REQUIRED ACTIONS:
1. In the EPOS data set page, rewrite the paragraph that begins "Training data 526" more briefly, keeping its figures.
2. Repeat, character for character, the part of the EPOS data set page that opens with the words containing "### test_data.dat" and closes with "df_training = pd.DataFrame(training_raw)".

— start EXTRACT —

# EPOS Data Set composition

## Terms used for columns in the data

- Barcode: https://en.wikipedia.org/wiki/Barcode
- Description: product description
- UnitRRP: Products recommended retail price/selling price
- CategoryID: Surrogate key for Category https://en.wikipedia.org/wiki/Surrogate_key
- Category: Human readable product categorisation

## Data files

### training_data.dat

Training data 526 data items with 6 categories.

### test_data.dat

Training data 191 data items with 6 categories.

In [None]:
# Imports
from sklearn import metrics
from sklearn.tree import DecisionTreeClassifier
import pandas as pd

In [None]:
# Training Data
training_raw = pd.read_table("../data/training_data.dat")
df_training = pd.DataFrame(training_raw)
df_training.head()

In [None]:
# test Data
test_raw = pd.read_table("../data/test_data.dat")

— end EXTRACT —
— start GIVEN DATA —

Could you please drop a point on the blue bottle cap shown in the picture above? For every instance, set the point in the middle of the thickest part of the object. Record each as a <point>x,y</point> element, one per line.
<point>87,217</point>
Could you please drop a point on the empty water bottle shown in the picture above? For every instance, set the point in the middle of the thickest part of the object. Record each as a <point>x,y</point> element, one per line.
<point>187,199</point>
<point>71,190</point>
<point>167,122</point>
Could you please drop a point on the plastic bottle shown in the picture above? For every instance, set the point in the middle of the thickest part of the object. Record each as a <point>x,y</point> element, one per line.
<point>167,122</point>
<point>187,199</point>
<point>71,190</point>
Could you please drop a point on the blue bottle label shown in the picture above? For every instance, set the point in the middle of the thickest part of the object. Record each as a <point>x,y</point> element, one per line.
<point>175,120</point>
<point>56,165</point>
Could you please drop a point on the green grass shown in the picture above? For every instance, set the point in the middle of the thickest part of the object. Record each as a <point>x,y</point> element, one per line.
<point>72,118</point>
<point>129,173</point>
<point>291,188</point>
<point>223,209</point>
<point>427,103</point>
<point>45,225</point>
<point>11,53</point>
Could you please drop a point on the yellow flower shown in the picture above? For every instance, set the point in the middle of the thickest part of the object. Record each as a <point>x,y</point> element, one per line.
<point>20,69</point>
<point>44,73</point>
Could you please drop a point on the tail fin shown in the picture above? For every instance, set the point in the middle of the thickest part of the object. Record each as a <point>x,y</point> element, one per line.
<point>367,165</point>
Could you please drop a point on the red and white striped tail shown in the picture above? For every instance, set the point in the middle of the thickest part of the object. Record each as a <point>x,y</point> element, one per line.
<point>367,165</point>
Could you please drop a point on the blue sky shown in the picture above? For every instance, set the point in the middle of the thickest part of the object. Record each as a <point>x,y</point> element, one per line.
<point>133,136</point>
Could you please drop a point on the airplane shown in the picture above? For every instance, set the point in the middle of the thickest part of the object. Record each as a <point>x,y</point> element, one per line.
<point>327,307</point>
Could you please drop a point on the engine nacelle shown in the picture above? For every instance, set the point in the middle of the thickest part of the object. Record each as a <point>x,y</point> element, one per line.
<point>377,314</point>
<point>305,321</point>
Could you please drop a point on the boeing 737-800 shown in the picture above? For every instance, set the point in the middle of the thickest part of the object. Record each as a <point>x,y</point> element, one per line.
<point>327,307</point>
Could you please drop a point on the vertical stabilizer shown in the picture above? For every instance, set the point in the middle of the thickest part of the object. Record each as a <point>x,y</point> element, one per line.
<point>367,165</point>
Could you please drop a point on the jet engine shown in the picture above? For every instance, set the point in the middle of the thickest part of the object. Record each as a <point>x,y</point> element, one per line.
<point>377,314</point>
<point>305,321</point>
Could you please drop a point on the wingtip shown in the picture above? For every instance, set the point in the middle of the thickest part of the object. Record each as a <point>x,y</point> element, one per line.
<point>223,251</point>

— end GIVEN DATA —

RESPONSES PER TASK:
1. 526 training items in 6 categories.

2.
### test_data.dat

Training data 191 data items with 6 categories.

In [None]:
# Imports
from sklearn import metrics
from sklearn.tree import DecisionTreeClassifier
import pandas as pd

In [None]:
# Training Data
training_raw = pd.read_table("../data/training_data.dat")
df_training = pd.DataFrame(training_raw)